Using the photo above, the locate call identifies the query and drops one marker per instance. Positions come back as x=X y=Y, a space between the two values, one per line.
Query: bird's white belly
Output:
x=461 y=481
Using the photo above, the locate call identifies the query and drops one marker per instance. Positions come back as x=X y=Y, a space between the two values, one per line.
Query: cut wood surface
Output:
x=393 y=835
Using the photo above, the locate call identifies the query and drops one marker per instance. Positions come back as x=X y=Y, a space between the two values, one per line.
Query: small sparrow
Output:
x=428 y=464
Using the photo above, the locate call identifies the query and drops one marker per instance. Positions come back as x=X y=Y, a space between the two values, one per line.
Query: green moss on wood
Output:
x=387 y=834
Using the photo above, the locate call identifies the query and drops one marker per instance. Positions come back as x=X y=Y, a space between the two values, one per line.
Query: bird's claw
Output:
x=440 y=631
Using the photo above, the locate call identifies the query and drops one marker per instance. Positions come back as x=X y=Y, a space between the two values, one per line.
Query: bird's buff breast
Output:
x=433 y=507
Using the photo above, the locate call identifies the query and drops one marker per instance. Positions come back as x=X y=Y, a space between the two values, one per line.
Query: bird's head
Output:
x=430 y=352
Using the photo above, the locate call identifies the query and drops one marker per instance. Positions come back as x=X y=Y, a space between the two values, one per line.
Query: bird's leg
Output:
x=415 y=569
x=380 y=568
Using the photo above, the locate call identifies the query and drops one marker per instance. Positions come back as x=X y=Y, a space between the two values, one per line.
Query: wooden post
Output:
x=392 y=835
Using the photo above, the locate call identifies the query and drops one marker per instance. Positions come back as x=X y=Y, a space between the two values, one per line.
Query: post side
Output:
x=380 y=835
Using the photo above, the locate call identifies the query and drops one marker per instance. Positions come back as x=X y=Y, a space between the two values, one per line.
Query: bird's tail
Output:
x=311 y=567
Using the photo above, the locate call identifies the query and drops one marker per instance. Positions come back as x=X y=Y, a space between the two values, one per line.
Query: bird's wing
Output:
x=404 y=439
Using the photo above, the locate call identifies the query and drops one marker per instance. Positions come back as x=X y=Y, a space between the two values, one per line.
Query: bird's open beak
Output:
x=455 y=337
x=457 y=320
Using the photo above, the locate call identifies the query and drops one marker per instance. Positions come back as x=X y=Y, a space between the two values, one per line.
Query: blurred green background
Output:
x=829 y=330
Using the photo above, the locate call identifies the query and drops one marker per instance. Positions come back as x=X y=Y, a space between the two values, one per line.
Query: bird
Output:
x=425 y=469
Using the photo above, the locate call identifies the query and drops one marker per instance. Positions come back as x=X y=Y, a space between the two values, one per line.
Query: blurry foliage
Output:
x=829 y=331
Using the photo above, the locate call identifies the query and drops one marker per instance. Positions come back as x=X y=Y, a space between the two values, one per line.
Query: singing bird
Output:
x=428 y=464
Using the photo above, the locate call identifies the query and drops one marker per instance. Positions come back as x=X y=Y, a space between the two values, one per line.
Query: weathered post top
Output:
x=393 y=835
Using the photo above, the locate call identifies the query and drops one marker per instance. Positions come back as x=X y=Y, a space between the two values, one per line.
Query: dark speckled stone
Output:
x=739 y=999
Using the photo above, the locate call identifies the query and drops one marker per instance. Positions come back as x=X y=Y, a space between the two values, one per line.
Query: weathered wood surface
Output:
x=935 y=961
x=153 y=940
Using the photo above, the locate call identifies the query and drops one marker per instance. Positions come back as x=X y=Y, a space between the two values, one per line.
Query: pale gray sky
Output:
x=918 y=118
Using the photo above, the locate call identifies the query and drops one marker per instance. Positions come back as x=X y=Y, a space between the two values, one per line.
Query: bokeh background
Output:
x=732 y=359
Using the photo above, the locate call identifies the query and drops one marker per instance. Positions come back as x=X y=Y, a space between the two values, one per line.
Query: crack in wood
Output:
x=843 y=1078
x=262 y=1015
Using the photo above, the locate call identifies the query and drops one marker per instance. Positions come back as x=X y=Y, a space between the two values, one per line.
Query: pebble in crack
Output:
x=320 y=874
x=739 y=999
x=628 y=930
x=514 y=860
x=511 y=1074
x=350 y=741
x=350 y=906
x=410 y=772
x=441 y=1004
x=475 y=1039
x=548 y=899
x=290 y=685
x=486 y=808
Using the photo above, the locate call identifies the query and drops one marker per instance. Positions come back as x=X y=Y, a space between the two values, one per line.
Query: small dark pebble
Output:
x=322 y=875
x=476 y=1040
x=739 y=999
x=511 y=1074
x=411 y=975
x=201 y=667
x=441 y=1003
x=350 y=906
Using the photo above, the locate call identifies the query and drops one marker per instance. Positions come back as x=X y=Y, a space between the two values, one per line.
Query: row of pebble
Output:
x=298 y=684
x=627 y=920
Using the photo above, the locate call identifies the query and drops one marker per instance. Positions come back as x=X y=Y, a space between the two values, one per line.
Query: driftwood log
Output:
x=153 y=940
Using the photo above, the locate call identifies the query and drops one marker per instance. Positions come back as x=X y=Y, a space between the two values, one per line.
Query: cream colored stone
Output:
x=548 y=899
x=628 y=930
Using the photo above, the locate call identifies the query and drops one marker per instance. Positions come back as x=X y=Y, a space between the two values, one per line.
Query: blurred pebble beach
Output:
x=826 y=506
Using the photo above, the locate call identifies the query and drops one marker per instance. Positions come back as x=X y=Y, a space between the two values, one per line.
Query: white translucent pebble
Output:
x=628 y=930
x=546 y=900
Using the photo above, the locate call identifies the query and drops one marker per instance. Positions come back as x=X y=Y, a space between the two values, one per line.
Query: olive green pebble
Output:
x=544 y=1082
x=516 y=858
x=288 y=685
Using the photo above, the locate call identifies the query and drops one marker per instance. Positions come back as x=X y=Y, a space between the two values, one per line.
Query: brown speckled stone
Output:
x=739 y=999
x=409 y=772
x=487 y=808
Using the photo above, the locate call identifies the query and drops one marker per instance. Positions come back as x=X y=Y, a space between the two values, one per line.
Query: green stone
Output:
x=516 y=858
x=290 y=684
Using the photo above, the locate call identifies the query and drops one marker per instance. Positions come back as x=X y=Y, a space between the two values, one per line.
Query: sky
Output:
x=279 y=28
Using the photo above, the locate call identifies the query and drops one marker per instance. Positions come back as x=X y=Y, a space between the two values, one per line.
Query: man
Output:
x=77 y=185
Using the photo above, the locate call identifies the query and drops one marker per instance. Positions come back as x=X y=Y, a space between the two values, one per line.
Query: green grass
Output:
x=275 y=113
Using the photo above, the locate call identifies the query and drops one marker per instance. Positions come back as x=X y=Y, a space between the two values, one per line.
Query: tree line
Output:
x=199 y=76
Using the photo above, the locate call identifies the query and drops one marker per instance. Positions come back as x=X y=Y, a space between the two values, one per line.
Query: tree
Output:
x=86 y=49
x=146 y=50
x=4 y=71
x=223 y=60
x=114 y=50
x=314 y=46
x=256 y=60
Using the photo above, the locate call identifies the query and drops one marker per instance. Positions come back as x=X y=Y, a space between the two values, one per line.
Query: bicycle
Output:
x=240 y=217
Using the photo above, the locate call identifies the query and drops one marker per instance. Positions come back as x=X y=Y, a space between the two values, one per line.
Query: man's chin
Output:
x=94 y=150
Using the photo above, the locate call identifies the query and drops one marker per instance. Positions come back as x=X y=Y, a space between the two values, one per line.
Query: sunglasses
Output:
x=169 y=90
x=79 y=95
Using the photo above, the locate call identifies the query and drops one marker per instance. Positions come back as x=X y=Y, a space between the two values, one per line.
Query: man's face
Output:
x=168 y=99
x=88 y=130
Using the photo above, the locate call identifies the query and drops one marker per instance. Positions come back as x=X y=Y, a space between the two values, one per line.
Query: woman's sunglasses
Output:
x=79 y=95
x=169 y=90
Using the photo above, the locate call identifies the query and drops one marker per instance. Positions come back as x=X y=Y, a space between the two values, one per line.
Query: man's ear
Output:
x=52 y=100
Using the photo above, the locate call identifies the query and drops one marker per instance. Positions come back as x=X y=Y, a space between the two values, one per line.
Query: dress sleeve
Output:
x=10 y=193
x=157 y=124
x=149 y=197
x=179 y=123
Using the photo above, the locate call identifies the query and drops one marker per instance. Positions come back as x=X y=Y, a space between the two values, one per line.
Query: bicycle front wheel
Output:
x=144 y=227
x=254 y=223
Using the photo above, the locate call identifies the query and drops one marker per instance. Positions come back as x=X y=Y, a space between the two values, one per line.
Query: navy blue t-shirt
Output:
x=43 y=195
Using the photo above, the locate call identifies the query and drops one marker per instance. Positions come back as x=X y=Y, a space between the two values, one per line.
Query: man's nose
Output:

■ ■ ■ ■ ■

> _Instructions to follow_: Would you copy exactly the lines from the one that contains "Query: navy blue t-shirt" through the final line of the records above, including both?

> _Your response_:
Query: navy blue t-shirt
Output:
x=43 y=195
Using the photo above, the locate call identifies the query and drops one marker per instance. Positions come back as x=X y=Y, a space between the two values, one per line.
Query: man's nose
Output:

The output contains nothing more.